● Short exercise
Everything from the line containing "of the yellow" through the final line of the records must be transcribed verbatim; nothing else belongs in the result.

--------------------------------------------------

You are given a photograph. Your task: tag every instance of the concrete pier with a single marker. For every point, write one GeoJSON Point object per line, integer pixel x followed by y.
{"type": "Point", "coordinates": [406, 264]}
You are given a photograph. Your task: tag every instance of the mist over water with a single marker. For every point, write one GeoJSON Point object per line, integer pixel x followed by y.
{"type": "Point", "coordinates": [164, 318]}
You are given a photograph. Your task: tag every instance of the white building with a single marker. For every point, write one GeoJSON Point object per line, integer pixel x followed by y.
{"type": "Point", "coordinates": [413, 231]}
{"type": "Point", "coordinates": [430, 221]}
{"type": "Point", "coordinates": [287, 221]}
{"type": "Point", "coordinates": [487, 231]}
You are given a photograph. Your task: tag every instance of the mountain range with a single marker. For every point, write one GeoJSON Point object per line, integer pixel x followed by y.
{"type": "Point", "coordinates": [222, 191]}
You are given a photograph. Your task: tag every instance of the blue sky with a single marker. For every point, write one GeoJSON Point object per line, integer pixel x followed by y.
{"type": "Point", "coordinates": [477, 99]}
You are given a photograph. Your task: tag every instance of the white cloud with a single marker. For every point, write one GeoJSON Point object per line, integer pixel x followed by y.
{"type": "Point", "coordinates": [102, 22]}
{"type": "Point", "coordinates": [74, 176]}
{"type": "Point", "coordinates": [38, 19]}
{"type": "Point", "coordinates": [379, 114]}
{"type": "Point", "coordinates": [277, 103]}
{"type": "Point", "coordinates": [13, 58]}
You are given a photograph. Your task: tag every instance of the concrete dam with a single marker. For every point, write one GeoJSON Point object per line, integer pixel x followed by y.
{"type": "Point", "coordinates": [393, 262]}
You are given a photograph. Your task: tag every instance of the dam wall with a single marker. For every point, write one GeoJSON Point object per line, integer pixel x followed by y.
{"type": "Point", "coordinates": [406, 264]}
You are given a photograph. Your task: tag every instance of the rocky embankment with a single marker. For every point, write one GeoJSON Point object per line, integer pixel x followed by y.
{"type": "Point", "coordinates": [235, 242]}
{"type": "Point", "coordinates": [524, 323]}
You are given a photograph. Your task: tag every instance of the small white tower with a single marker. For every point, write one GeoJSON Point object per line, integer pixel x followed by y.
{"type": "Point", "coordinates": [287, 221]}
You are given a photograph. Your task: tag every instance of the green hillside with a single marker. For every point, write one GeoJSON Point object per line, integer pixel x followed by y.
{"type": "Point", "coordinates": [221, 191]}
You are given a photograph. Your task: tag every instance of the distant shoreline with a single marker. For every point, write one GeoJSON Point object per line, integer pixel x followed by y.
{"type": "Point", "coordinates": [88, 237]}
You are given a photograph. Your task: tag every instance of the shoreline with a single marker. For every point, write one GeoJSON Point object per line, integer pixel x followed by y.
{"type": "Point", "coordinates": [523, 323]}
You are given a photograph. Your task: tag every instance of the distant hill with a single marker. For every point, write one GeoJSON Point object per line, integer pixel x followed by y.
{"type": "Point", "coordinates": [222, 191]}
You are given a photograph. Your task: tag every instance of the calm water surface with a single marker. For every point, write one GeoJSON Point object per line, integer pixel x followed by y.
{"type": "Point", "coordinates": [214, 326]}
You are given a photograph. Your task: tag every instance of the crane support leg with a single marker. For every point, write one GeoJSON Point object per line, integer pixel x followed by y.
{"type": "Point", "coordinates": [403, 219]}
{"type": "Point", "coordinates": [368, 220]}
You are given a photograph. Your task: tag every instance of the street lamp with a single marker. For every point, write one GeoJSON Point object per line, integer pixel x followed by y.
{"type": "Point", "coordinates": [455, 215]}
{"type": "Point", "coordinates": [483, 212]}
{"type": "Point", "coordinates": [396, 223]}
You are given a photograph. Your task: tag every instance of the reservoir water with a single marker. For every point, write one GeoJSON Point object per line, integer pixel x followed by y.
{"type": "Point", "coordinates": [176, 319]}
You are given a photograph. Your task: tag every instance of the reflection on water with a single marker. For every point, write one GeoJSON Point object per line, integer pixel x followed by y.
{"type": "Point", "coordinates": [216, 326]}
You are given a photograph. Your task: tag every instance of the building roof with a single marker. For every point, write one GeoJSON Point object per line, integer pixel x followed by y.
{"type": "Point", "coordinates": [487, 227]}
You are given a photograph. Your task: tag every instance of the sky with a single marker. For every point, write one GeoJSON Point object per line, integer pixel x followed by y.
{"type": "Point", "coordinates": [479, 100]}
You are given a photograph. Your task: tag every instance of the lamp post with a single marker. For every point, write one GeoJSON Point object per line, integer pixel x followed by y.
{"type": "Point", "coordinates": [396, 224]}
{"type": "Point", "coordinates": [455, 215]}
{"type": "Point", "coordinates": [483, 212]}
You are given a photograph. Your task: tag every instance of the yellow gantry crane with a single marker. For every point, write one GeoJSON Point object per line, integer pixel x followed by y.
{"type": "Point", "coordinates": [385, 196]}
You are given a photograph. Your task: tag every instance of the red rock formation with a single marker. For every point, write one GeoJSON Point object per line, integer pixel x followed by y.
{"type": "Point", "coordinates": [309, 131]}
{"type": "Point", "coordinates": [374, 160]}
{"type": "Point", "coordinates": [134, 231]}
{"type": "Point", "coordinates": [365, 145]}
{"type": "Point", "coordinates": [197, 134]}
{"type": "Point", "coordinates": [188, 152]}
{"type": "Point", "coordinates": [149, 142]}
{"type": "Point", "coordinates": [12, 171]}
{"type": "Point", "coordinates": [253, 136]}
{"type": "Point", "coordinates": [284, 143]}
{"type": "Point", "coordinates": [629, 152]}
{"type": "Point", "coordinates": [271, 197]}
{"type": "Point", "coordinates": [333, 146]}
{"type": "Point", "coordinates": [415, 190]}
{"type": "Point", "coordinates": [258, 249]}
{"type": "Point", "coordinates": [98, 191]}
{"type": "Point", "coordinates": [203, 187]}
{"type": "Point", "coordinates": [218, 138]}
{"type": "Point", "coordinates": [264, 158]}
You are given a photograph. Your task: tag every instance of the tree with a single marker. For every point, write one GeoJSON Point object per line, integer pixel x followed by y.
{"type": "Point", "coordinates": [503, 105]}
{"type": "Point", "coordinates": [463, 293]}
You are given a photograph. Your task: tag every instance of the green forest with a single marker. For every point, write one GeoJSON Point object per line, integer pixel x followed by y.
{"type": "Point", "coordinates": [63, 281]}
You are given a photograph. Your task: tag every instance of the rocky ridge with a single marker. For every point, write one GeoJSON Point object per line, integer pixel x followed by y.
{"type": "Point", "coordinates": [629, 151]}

--------------------------------------------------

● Correct answer
You are given a photograph. Your task: tag every instance of the yellow gantry crane with a single marker. For every point, write one GeoJSON Point object per line, integer pixel x followed by y.
{"type": "Point", "coordinates": [385, 196]}
You are given a photograph. Your task: tag every instance of the red rock formation with a single marker. For every point, write one GeoJSON Point object per line, integer pixel x followed by y.
{"type": "Point", "coordinates": [309, 131]}
{"type": "Point", "coordinates": [374, 160]}
{"type": "Point", "coordinates": [134, 231]}
{"type": "Point", "coordinates": [365, 145]}
{"type": "Point", "coordinates": [197, 134]}
{"type": "Point", "coordinates": [188, 152]}
{"type": "Point", "coordinates": [149, 142]}
{"type": "Point", "coordinates": [12, 171]}
{"type": "Point", "coordinates": [253, 136]}
{"type": "Point", "coordinates": [284, 143]}
{"type": "Point", "coordinates": [629, 152]}
{"type": "Point", "coordinates": [271, 197]}
{"type": "Point", "coordinates": [333, 146]}
{"type": "Point", "coordinates": [415, 190]}
{"type": "Point", "coordinates": [258, 249]}
{"type": "Point", "coordinates": [98, 191]}
{"type": "Point", "coordinates": [203, 187]}
{"type": "Point", "coordinates": [218, 138]}
{"type": "Point", "coordinates": [264, 158]}
You are given a photograph. Your task: tag every instance of the tree with a single marker. For every point, write one GeoJSON Point object per line, integer pixel x followed by y.
{"type": "Point", "coordinates": [503, 105]}
{"type": "Point", "coordinates": [463, 293]}
You are given a photograph. Your task: tag every instance of the green forest with a single marker. For every point, write one GeoJSON Point object per line, integer pixel x followed by y.
{"type": "Point", "coordinates": [63, 281]}
You are given a photograph. Your task: tag every instance of the rocky ridge with a single marker. For every point, write one GeoJSON Point object per line, integer pixel x followed by y.
{"type": "Point", "coordinates": [629, 151]}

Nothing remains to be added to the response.